INSTRUCCIÓN ESCRITA 1: Devuelve, sin ningún cambio, el tramo del hilo sobre el campeonato de pesca que va desde "Y por supuesto, salvo" hasta "Un abrazo tio.".
INSTRUCCIÓN ESCRITA 2: Del hilo sobre el campeonato de pesca, convierte en una lista breve el párrafo que empieza por "La competición tendrá lugar" y conserva sus datos principales.
INSTRUCCIÓN ESCRITA 3: Escribe lo que sigue en el hilo sobre el campeonato de pesca, a partir de su última frase.

TEXTO DADO:
________________

Y por supuesto, salvo causa de fuerza mayor, un servidor estará presente en ambas mangas del campeonato además de los entrenos. Intentaré traer un buen material fotográfico.

Un saludo.

----------


## REEGE

Eso es lo que yo te iba a decir... que si vas, te toca traer un buen material y esperemos que des mucha suerte a los nuestros!!
Un abrazo tio.

----------


## F. Lázaro

*La otra Eurocopa se juega en Mérida*


Fuente: http://pescadordeportivo.com/

*Más de 200 deportistas de 23 países* distintos participarán esta semana en el *18 Campeonato de Europa de pesca deportiva en agua dulce*, que se disputará en el río Guadiana a su paso por Mérida.

La competición tendrá lugar el próximo fin de semana. A las 16.00 horas del domingo se darán a conocer los resultados y se entregarán los premios. Pero desde hoy ya se pueden contemplar los entrenamientos en las zonas habilitadas para los participantes, que estarán situadas en la margen izquierda del río, entre el puente del Ferrocarril y el albergue municipal. Asimismo, el jueves 21 a las 18.00 horas tendrá lugar la ceremonia de apertura en la biblioteca Delgado Valhondo.

El presidente de la Federación Extremeña de Pesca, Miguel Ramón Bonifacio, ha recalcado que cuatro de los cinco componentes del equipo español participante en el Campeonato de Europa son extremeños, lo que demuestra que la región es una verdadera potencia en todo lo relacionado con la pesca deportiva.

________________

Registros de una fuente de datos:
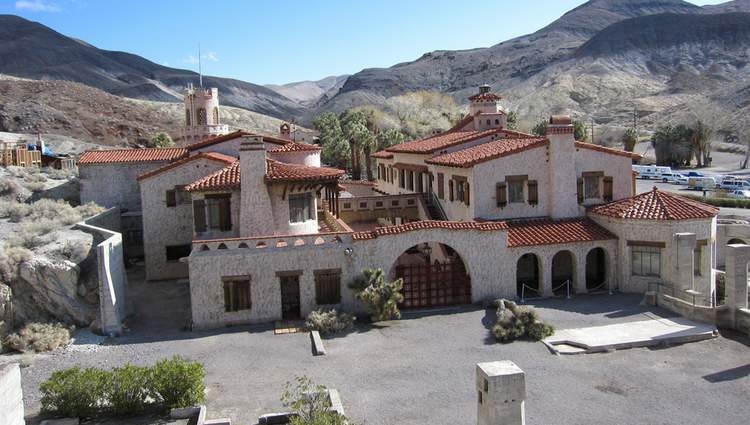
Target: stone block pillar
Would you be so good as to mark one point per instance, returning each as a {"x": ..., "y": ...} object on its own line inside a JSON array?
[
  {"x": 501, "y": 392},
  {"x": 11, "y": 396},
  {"x": 684, "y": 276},
  {"x": 737, "y": 257}
]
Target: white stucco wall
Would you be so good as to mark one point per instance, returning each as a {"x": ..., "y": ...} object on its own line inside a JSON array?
[
  {"x": 114, "y": 185},
  {"x": 165, "y": 226}
]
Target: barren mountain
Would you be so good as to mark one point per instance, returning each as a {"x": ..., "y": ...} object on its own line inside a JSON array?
[
  {"x": 94, "y": 116},
  {"x": 31, "y": 50}
]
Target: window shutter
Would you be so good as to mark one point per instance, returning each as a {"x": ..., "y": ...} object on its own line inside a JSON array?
[
  {"x": 225, "y": 214},
  {"x": 608, "y": 186},
  {"x": 171, "y": 198},
  {"x": 441, "y": 189},
  {"x": 580, "y": 190},
  {"x": 199, "y": 215},
  {"x": 501, "y": 195},
  {"x": 533, "y": 192}
]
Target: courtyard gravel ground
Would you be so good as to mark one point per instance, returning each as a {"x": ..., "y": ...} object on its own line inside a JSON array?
[{"x": 420, "y": 370}]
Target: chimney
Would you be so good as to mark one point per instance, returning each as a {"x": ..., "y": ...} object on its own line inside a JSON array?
[
  {"x": 562, "y": 160},
  {"x": 255, "y": 200}
]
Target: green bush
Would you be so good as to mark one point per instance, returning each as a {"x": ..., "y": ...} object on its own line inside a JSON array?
[
  {"x": 39, "y": 337},
  {"x": 129, "y": 390},
  {"x": 178, "y": 382},
  {"x": 74, "y": 392},
  {"x": 329, "y": 321}
]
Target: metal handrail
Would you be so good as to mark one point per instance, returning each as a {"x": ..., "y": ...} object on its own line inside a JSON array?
[
  {"x": 523, "y": 291},
  {"x": 566, "y": 283}
]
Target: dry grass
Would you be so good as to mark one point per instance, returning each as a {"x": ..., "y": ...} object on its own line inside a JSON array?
[{"x": 39, "y": 337}]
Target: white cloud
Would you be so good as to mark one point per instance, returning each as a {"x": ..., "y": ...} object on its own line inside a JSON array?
[
  {"x": 191, "y": 60},
  {"x": 37, "y": 6}
]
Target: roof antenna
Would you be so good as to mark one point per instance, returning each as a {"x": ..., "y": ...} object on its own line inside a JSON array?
[{"x": 200, "y": 71}]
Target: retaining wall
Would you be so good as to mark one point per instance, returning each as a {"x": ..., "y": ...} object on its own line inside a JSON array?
[
  {"x": 113, "y": 281},
  {"x": 11, "y": 396}
]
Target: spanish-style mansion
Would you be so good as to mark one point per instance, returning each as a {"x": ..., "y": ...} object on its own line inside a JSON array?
[{"x": 263, "y": 231}]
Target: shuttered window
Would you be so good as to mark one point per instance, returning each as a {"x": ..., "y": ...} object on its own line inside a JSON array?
[
  {"x": 608, "y": 187},
  {"x": 327, "y": 286},
  {"x": 580, "y": 190},
  {"x": 237, "y": 293},
  {"x": 501, "y": 195},
  {"x": 441, "y": 189},
  {"x": 533, "y": 188},
  {"x": 199, "y": 215}
]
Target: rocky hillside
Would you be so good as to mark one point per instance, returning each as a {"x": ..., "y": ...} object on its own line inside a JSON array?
[
  {"x": 31, "y": 50},
  {"x": 94, "y": 116}
]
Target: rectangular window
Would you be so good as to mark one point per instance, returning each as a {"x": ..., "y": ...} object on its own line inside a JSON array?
[
  {"x": 237, "y": 293},
  {"x": 533, "y": 188},
  {"x": 175, "y": 252},
  {"x": 501, "y": 194},
  {"x": 441, "y": 189},
  {"x": 300, "y": 207},
  {"x": 327, "y": 286},
  {"x": 171, "y": 198},
  {"x": 646, "y": 260},
  {"x": 591, "y": 187},
  {"x": 608, "y": 189},
  {"x": 219, "y": 211}
]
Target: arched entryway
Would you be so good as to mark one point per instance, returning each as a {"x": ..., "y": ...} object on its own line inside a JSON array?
[
  {"x": 434, "y": 275},
  {"x": 527, "y": 274},
  {"x": 596, "y": 269},
  {"x": 563, "y": 271}
]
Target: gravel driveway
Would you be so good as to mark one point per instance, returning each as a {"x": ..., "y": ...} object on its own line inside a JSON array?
[{"x": 420, "y": 370}]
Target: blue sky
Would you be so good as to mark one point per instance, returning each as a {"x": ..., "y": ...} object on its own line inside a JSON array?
[{"x": 281, "y": 41}]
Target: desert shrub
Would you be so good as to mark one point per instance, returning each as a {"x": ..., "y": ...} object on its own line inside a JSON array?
[
  {"x": 539, "y": 330},
  {"x": 310, "y": 403},
  {"x": 178, "y": 382},
  {"x": 515, "y": 322},
  {"x": 129, "y": 390},
  {"x": 10, "y": 259},
  {"x": 39, "y": 337},
  {"x": 379, "y": 296},
  {"x": 74, "y": 392},
  {"x": 329, "y": 321}
]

________________

RESULTADO FINAL 1:
Y por supuesto, salvo causa de fuerza mayor, un servidor estará presente en ambas mangas del campeonato además de los entrenos. Intentaré traer un buen material fotográfico.

Un saludo.

----------


## REEGE

Eso es lo que yo te iba a decir... que si vas, te toca traer un buen material y esperemos que des mucha suerte a los nuestros!!
Un abrazo tio.

RESULTADO FINAL 2:
- La competición se celebrará el próximo fin de semana.
- El domingo a las 16.00 horas se anunciarán los resultados y se entregarán los premios.
- Desde hoy pueden verse los entrenamientos en las zonas habilitadas para los participantes, en la margen izquierda del río, entre el puente del Ferrocarril y el albergue municipal.
- La ceremonia de apertura será el jueves 21 a las 18.00 horas en la biblioteca Delgado Valhondo.

RESULTADO FINAL 3:
A su juicio, *se trata del auténtico «deporte nacional» de Extremadura*. Como ha destacado, la comunidad autónoma tiene 6.000 federados y en torno a 140.000 practicantes. También ha recalcado la importancia de acoger un campeonato de rango europeo. «Quizá sea el evento deportivo más importante que se celebre en Extremadura este año».

En la presentación del evento el director general de Deportes del Gobierno extremeño, Antonio Pedrera, ha destacado la importancia que esta modalidad deportiva tiene en la región y los beneficios que para la ciudad supondrá tener alojadas a las delegaciones participantes durante una semana.

Por su parte, el concejal de Deportes del Ayuntamiento de Mérida, Juan Carlos Perdigón, se ha mostrado convencido de que la ciudad se volcará con los participantes.

*La selección española estará conformada por:

- Antonio Peinado Rodríguez (Extremadura)
- Juan Francisco Marín Antúnez (Extremadura)
- Juan Alfonso Pardo García (Extremadura)
- Tomas Romera Pérez (Extremadura)
- Ángel Mendoza Pérez (Extremadura)
- Mario Mateos Doncel (Madrid)*

Como capitanes, Juan Antonio Rodríguez Blasco, Ángel Vicente Rodríguez Morante y Juan Francisco Marín Duran, siendo delegado del combinado nacional, José Fuentes Manchado.

*¡¡MUCHA SUERTE!!* 

Espero que además, se presente algún representante del Gobierno y/o miembro de la Casa Real como se realiza en cualquier otro deporte, sin embargo, se ve que la pesca no interesa, pese a que tenemos grandes campeones en este país, algunos de ellos con varios campeonatos del mundo en su haber, como por ejemplo J.A. Rodríguez Blasco "Curro".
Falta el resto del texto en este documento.